* Start Passage *

The biggest fear in the Kremlin must be that they are facing total idiots in the West

This is the Guardian reporting on the summit between Putin and Biden [1]:

Putin unfairly equates his jailing of political opponents to charges filed against Capitol rioters

An American reporter, Rachel Scott of ABC News, asked Vladimir Putin about how he has responded to political opposition in Russia. Scott said to Putin, “The list of your political opponents who are dead, imprisoned or jailed is long. … My question is, Mr President, what are you so afraid of?”

Putin responded by equating his jailing of critics like Alexei Navalny to the charges filed against the rioters who participated in the Capitol insurrection, which resulted in five deaths. The Russian president claimed the insurrectionists had gone to the Capitol with “political demands” and were subsequently jailed for being so. That is, of course, a gross mischaracterization. Navalny and his supporters are fighting for free and fair elections in Russia, while the Capitol insurrectionists were attempting to overturn the results of a free and fair election in the US.

* End Passage *

Please list every person named in the passage about the Putin–Biden summit.

* Start Recorded information *

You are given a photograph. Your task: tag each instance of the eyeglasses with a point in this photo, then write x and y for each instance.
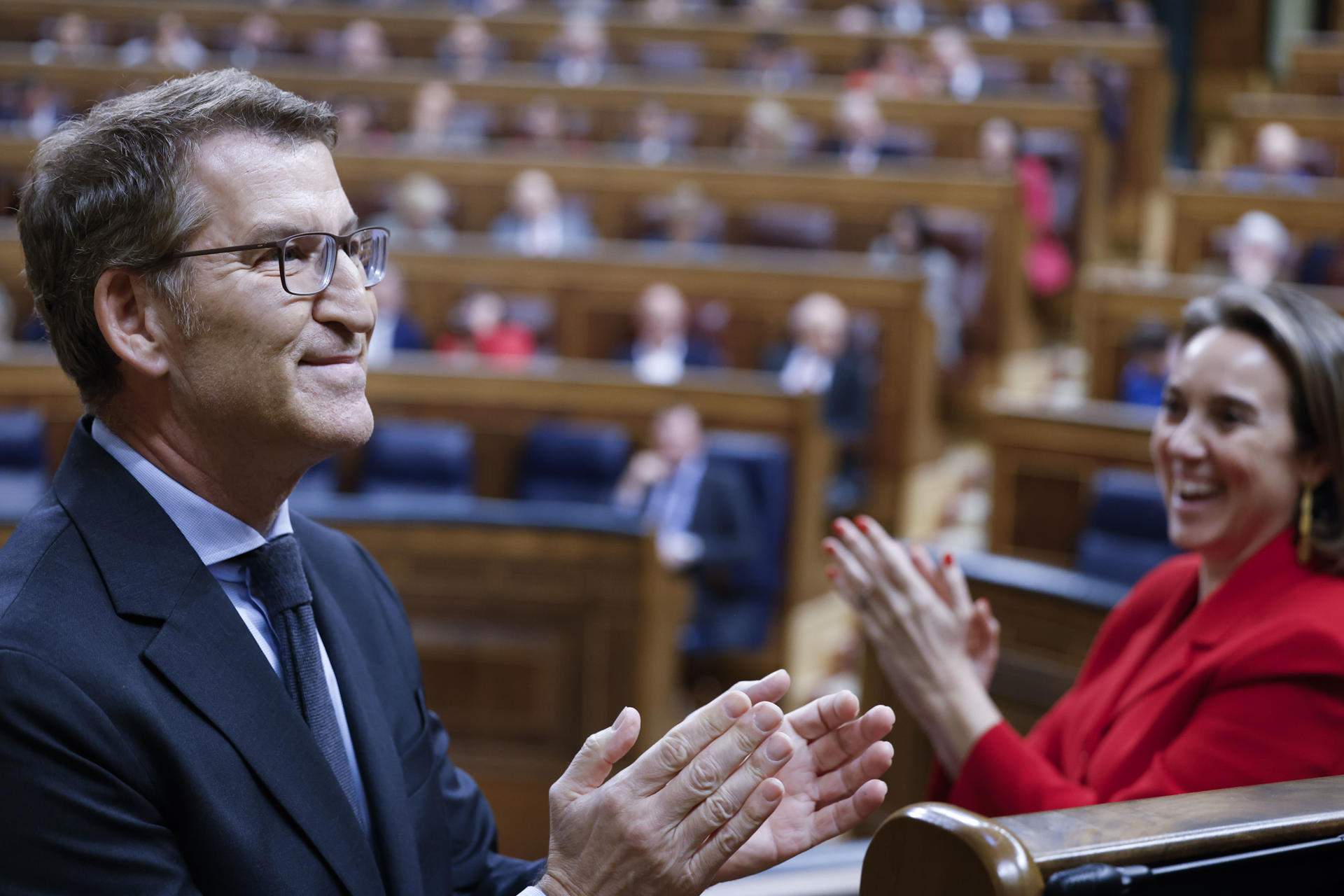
(308, 261)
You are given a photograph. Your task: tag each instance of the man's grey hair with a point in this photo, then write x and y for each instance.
(113, 188)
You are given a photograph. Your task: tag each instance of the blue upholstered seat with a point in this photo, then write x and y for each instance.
(573, 463)
(419, 457)
(765, 466)
(1126, 530)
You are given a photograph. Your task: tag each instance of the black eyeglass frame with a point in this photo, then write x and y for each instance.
(279, 246)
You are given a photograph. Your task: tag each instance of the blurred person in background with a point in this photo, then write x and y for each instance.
(480, 327)
(1259, 250)
(172, 45)
(910, 238)
(953, 66)
(538, 223)
(663, 347)
(396, 330)
(420, 214)
(774, 65)
(1148, 348)
(258, 42)
(363, 48)
(769, 134)
(1280, 163)
(467, 50)
(699, 508)
(71, 41)
(580, 55)
(438, 122)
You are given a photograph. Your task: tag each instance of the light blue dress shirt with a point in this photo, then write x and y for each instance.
(219, 539)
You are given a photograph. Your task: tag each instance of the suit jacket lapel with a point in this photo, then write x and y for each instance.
(206, 652)
(379, 763)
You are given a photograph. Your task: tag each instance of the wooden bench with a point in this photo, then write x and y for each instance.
(1202, 203)
(934, 849)
(723, 41)
(1043, 463)
(1112, 301)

* End Recorded information *

### Exercise solution:
Vladimir Putin, Biden, Rachel Scott, Alexei Navalny